→ **Short problem**: Copy out each of the rows below word for word, leaving out the pictures.

'''

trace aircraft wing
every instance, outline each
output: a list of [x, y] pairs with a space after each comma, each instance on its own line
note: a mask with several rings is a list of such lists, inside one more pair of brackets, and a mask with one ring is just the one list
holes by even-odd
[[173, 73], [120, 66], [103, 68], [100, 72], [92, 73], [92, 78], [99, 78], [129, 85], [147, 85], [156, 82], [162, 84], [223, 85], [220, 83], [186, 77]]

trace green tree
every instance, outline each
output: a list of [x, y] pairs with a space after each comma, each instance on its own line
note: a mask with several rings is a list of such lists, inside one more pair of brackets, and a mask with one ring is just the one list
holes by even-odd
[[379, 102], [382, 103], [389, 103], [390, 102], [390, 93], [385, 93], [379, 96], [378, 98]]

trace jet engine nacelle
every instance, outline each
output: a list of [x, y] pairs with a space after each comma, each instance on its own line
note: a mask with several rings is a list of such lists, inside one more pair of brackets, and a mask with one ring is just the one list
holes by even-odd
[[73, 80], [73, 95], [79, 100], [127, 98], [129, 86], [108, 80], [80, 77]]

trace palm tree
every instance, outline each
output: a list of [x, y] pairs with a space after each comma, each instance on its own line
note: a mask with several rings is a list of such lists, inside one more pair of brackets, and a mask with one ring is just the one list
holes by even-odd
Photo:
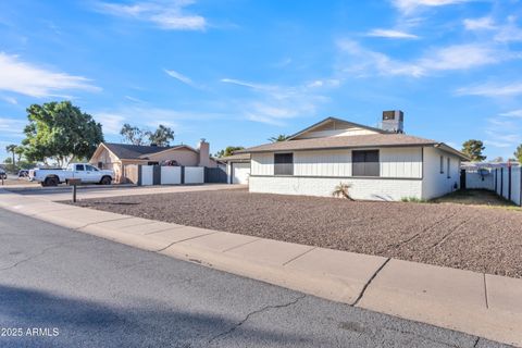
[[278, 142], [278, 141], [286, 141], [286, 139], [288, 139], [288, 136], [287, 136], [287, 135], [279, 134], [279, 135], [276, 136], [276, 137], [271, 137], [271, 138], [269, 138], [269, 141]]
[[5, 151], [7, 151], [7, 152], [11, 152], [11, 153], [13, 154], [13, 169], [14, 169], [15, 165], [16, 165], [15, 158], [14, 158], [14, 154], [15, 154], [15, 152], [16, 152], [16, 148], [17, 148], [17, 146], [14, 145], [14, 144], [8, 145], [8, 146], [5, 147]]

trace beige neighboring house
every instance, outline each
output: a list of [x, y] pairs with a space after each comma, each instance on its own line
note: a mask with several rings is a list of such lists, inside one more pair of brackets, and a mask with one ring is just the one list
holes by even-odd
[[285, 141], [234, 157], [250, 154], [251, 192], [332, 196], [343, 183], [355, 199], [400, 200], [458, 189], [460, 163], [468, 157], [444, 142], [406, 135], [402, 124], [399, 110], [383, 112], [378, 128], [327, 117]]
[[89, 162], [99, 169], [114, 171], [115, 182], [125, 183], [125, 165], [128, 164], [153, 165], [175, 161], [174, 165], [216, 167], [217, 161], [209, 151], [209, 142], [203, 139], [196, 149], [188, 145], [160, 147], [101, 142]]

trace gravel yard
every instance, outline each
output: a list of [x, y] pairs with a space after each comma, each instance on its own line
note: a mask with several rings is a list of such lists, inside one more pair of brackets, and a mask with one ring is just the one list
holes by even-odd
[[452, 203], [348, 201], [244, 189], [83, 200], [183, 225], [522, 277], [522, 212]]

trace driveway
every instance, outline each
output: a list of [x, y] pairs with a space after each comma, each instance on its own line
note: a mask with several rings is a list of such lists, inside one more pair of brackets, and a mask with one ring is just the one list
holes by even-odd
[[[157, 194], [173, 194], [173, 192], [191, 192], [206, 190], [226, 190], [245, 187], [243, 185], [228, 184], [204, 184], [204, 185], [172, 185], [172, 186], [133, 186], [133, 185], [85, 185], [78, 186], [78, 199], [104, 198], [104, 197], [121, 197], [121, 196], [139, 196], [139, 195], [157, 195]], [[70, 186], [58, 187], [21, 187], [10, 188], [4, 187], [12, 192], [34, 197], [36, 199], [44, 199], [50, 201], [62, 201], [72, 199], [72, 188]]]
[[84, 200], [182, 225], [522, 277], [522, 212], [463, 204], [351, 202], [244, 189]]
[[1, 347], [505, 347], [1, 209], [0, 235]]

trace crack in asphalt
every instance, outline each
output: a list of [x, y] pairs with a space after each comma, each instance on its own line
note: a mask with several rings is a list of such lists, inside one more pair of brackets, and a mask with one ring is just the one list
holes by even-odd
[[212, 338], [209, 339], [209, 344], [221, 338], [221, 337], [224, 337], [226, 335], [229, 335], [232, 334], [234, 331], [236, 331], [238, 327], [240, 327], [243, 324], [245, 324], [252, 315], [256, 315], [256, 314], [259, 314], [259, 313], [262, 313], [264, 311], [268, 311], [268, 310], [271, 310], [271, 309], [281, 309], [281, 308], [286, 308], [286, 307], [290, 307], [290, 306], [294, 306], [296, 304], [297, 302], [299, 302], [300, 300], [302, 300], [303, 298], [306, 298], [307, 295], [301, 295], [299, 297], [297, 297], [296, 299], [287, 302], [287, 303], [284, 303], [284, 304], [269, 304], [269, 306], [265, 306], [261, 309], [258, 309], [258, 310], [254, 310], [253, 312], [250, 312], [247, 314], [247, 316], [245, 316], [244, 320], [241, 320], [240, 322], [238, 322], [237, 324], [235, 324], [233, 327], [228, 328], [227, 331], [223, 332], [223, 333], [220, 333], [215, 336], [213, 336]]
[[21, 263], [25, 263], [25, 262], [27, 262], [27, 261], [30, 261], [30, 260], [36, 259], [36, 258], [38, 258], [38, 257], [41, 257], [41, 256], [45, 254], [47, 251], [49, 251], [49, 250], [51, 250], [51, 249], [54, 249], [54, 248], [62, 247], [62, 246], [64, 246], [64, 245], [66, 245], [66, 244], [67, 244], [67, 243], [59, 243], [59, 244], [52, 245], [52, 246], [50, 246], [50, 247], [44, 248], [44, 249], [40, 250], [40, 252], [35, 253], [35, 254], [33, 254], [33, 256], [30, 256], [30, 257], [28, 257], [28, 258], [26, 258], [26, 259], [20, 260], [20, 261], [17, 261], [17, 262], [13, 263], [13, 264], [10, 265], [10, 266], [0, 269], [0, 271], [7, 271], [7, 270], [14, 269], [15, 266], [17, 266], [17, 265], [21, 264]]
[[[438, 345], [444, 345], [446, 347], [461, 348], [461, 346], [459, 346], [459, 345], [448, 344], [446, 341], [442, 341], [439, 339], [426, 337], [424, 335], [421, 335], [421, 334], [418, 334], [418, 333], [414, 333], [414, 332], [411, 332], [411, 331], [408, 331], [408, 330], [399, 330], [399, 328], [395, 328], [395, 327], [383, 327], [383, 330], [393, 331], [393, 332], [396, 332], [396, 333], [399, 333], [399, 334], [405, 334], [405, 335], [411, 335], [411, 336], [414, 336], [414, 337], [420, 337], [420, 338], [426, 339], [428, 341], [433, 341], [433, 343], [438, 344]], [[477, 344], [478, 339], [480, 339], [480, 337], [477, 337], [477, 339], [474, 341], [473, 347], [476, 347], [476, 344]]]
[[357, 299], [351, 304], [352, 307], [356, 307], [357, 303], [359, 303], [359, 301], [364, 296], [364, 293], [366, 291], [366, 288], [370, 286], [370, 284], [373, 282], [373, 279], [377, 276], [377, 274], [384, 269], [384, 266], [389, 262], [389, 260], [391, 260], [391, 258], [387, 258], [386, 261], [384, 261], [384, 263], [381, 264], [381, 266], [375, 271], [375, 273], [373, 273], [373, 275], [370, 277], [370, 279], [368, 279], [366, 284], [364, 284], [364, 286], [362, 287], [361, 293], [359, 294]]

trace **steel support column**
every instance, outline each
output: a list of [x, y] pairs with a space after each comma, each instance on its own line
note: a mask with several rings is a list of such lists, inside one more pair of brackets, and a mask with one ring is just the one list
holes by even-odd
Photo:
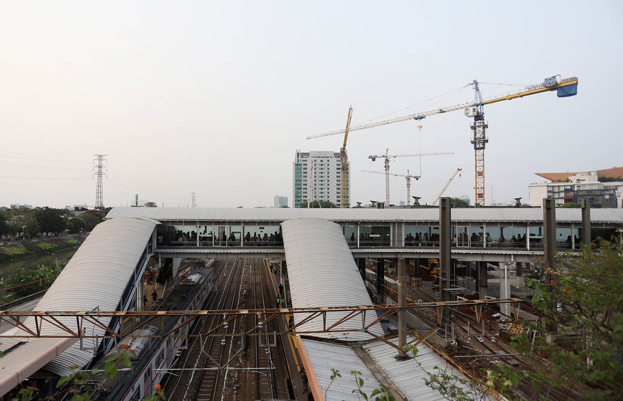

'''

→ **The completed task**:
trace aircraft wing
every instance, outline each
output: a list of [x, y] pairs with a space after each comma, each instance on its own line
note: a mask with several rings is a list of such lists, inside one more pair of brackets, and a mask with one ring is just the one list
holes by even-odd
[[173, 73], [120, 66], [103, 68], [100, 72], [92, 73], [92, 78], [99, 78], [129, 85], [147, 85], [156, 82], [162, 84], [223, 85], [220, 83], [186, 77]]

trace green tree
every instance, outline each
output: a list of [x, y] pairs with a space after each comma, each instance on its own line
note: a mask with several rings is a list of such lists, inside one more pair of brackets, and a mask with one ring is just the one list
holes by even-odd
[[379, 102], [382, 103], [389, 103], [390, 102], [390, 93], [385, 93], [379, 96], [378, 98]]

trace jet engine nacelle
every instance, outline each
output: a list of [x, y] pairs with a space after each comma, each instance on its own line
note: a mask with several rings is a list of such lists, inside one more pair of brackets, and a mask with one ring is just the one list
holes by even-odd
[[73, 80], [73, 95], [79, 100], [127, 98], [129, 86], [108, 80], [80, 77]]

trace palm tree
every instance, outline each
output: a list of [x, y] pairs with a space after each comma, each instance on its own line
note: a mask with several rings is a list of such lists, inside one more pair of brackets, and a mask with one ring is just the one list
holes by even-odd
Photo:
[[278, 142], [278, 141], [286, 141], [286, 139], [288, 139], [288, 136], [287, 136], [287, 135], [279, 134], [279, 135], [276, 136], [276, 137], [271, 137], [271, 138], [269, 138], [269, 141]]
[[5, 151], [7, 151], [7, 152], [11, 152], [11, 153], [13, 154], [13, 169], [14, 169], [15, 165], [16, 165], [15, 158], [14, 158], [14, 154], [15, 154], [15, 152], [16, 152], [16, 148], [17, 148], [17, 146], [14, 145], [14, 144], [8, 145], [8, 146], [5, 147]]

trace beige neighboring house
every instance, outline each
output: a list of [x, y] pairs with a space after each comma, each instance on its own line
note: a mask with several rings is a list of such lists, inside one more pair of brackets, and a mask with one ring is just the one list
holes by even-odd
[[285, 141], [234, 157], [250, 154], [251, 192], [332, 196], [343, 183], [355, 199], [400, 200], [458, 189], [460, 163], [468, 157], [444, 142], [406, 135], [402, 124], [399, 110], [383, 112], [378, 128], [327, 117]]
[[89, 162], [99, 169], [114, 171], [115, 182], [125, 183], [125, 165], [128, 164], [153, 165], [175, 161], [174, 165], [216, 167], [217, 161], [209, 151], [209, 142], [203, 139], [196, 149], [188, 145], [160, 147], [101, 142]]

trace gravel yard
every instance, outline each
output: a list of [x, y] pairs with a space after each comma, each instance on its own line
note: a mask with several rings is a list of such lists, inside one more pair of brackets, and a mask with one ring is just the one list
holes by even-odd
[[452, 203], [348, 201], [244, 189], [83, 200], [183, 225], [522, 277], [522, 212]]

trace driveway
every instance, outline each
output: a list of [x, y] pairs with a space after each comma, each instance on its own line
note: a mask with several rings is a list of such lists, inside one more pair of brackets, and a mask with one ring is just the one list
holes by even-odd
[[[157, 194], [173, 194], [173, 192], [191, 192], [206, 190], [226, 190], [245, 187], [243, 185], [228, 184], [204, 184], [204, 185], [172, 185], [172, 186], [133, 186], [133, 185], [85, 185], [78, 186], [78, 199], [104, 198], [104, 197], [121, 197], [121, 196], [139, 196], [139, 195], [157, 195]], [[70, 186], [58, 187], [21, 187], [10, 188], [4, 187], [12, 192], [34, 197], [36, 199], [44, 199], [50, 201], [62, 201], [72, 199], [72, 188]]]
[[84, 200], [182, 225], [522, 277], [522, 212], [463, 204], [351, 202], [244, 189]]
[[1, 347], [505, 347], [1, 209], [0, 235]]

trace crack in asphalt
every instance, outline each
output: a list of [x, y] pairs with a space after each comma, each instance on its own line
note: a mask with several rings is a list of such lists, inside one more pair of brackets, and a mask with one ring is just the one list
holes by even-odd
[[212, 338], [209, 339], [209, 344], [221, 338], [221, 337], [224, 337], [226, 335], [229, 335], [232, 334], [234, 331], [236, 331], [238, 327], [240, 327], [243, 324], [245, 324], [252, 315], [256, 315], [256, 314], [259, 314], [259, 313], [262, 313], [264, 311], [268, 311], [268, 310], [271, 310], [271, 309], [281, 309], [281, 308], [286, 308], [286, 307], [290, 307], [290, 306], [294, 306], [296, 304], [297, 302], [299, 302], [300, 300], [302, 300], [303, 298], [306, 298], [307, 295], [301, 295], [299, 297], [297, 297], [296, 299], [287, 302], [287, 303], [284, 303], [284, 304], [269, 304], [269, 306], [265, 306], [261, 309], [258, 309], [258, 310], [254, 310], [253, 312], [250, 312], [247, 314], [247, 316], [245, 316], [244, 320], [241, 320], [240, 322], [238, 322], [237, 324], [235, 324], [233, 327], [228, 328], [227, 331], [223, 332], [223, 333], [220, 333], [215, 336], [213, 336]]
[[21, 263], [25, 263], [25, 262], [27, 262], [27, 261], [30, 261], [30, 260], [36, 259], [36, 258], [38, 258], [38, 257], [41, 257], [41, 256], [45, 254], [47, 251], [49, 251], [49, 250], [51, 250], [51, 249], [54, 249], [54, 248], [62, 247], [62, 246], [64, 246], [64, 245], [66, 245], [66, 244], [67, 244], [67, 243], [59, 243], [59, 244], [52, 245], [52, 246], [50, 246], [50, 247], [44, 248], [44, 249], [40, 250], [40, 252], [35, 253], [35, 254], [33, 254], [33, 256], [30, 256], [30, 257], [28, 257], [28, 258], [26, 258], [26, 259], [20, 260], [20, 261], [17, 261], [17, 262], [13, 263], [13, 264], [10, 265], [10, 266], [0, 269], [0, 271], [7, 271], [7, 270], [14, 269], [15, 266], [17, 266], [17, 265], [21, 264]]
[[[438, 345], [444, 345], [446, 347], [461, 348], [461, 346], [459, 346], [459, 345], [448, 344], [446, 341], [442, 341], [439, 339], [426, 337], [424, 335], [421, 335], [421, 334], [418, 334], [418, 333], [414, 333], [414, 332], [411, 332], [411, 331], [408, 331], [408, 330], [399, 330], [399, 328], [395, 328], [395, 327], [383, 327], [383, 330], [393, 331], [393, 332], [396, 332], [396, 333], [399, 333], [399, 334], [405, 334], [405, 335], [411, 335], [411, 336], [414, 336], [414, 337], [420, 337], [420, 338], [426, 339], [428, 341], [433, 341], [433, 343], [438, 344]], [[477, 344], [478, 339], [480, 339], [480, 337], [477, 337], [477, 339], [474, 341], [473, 347], [476, 347], [476, 344]]]
[[357, 299], [351, 304], [352, 307], [356, 307], [357, 303], [359, 303], [359, 301], [364, 296], [364, 293], [366, 291], [366, 288], [370, 286], [370, 284], [373, 282], [373, 279], [377, 276], [377, 274], [384, 269], [384, 266], [389, 262], [389, 260], [391, 260], [391, 258], [387, 258], [386, 261], [384, 261], [384, 263], [381, 264], [381, 266], [375, 271], [375, 273], [373, 273], [373, 275], [370, 277], [370, 279], [368, 279], [366, 284], [364, 284], [364, 286], [362, 287], [361, 293], [359, 294]]

trace **steel support column**
every instance, outline each
output: a list of [x, y] pairs with a space after each comma, each instance on its own line
note: a mask with several rings is a list of such lists, inside one more pair of brackets, and a mask with one ring is just the one list
holes by even-odd
Photo:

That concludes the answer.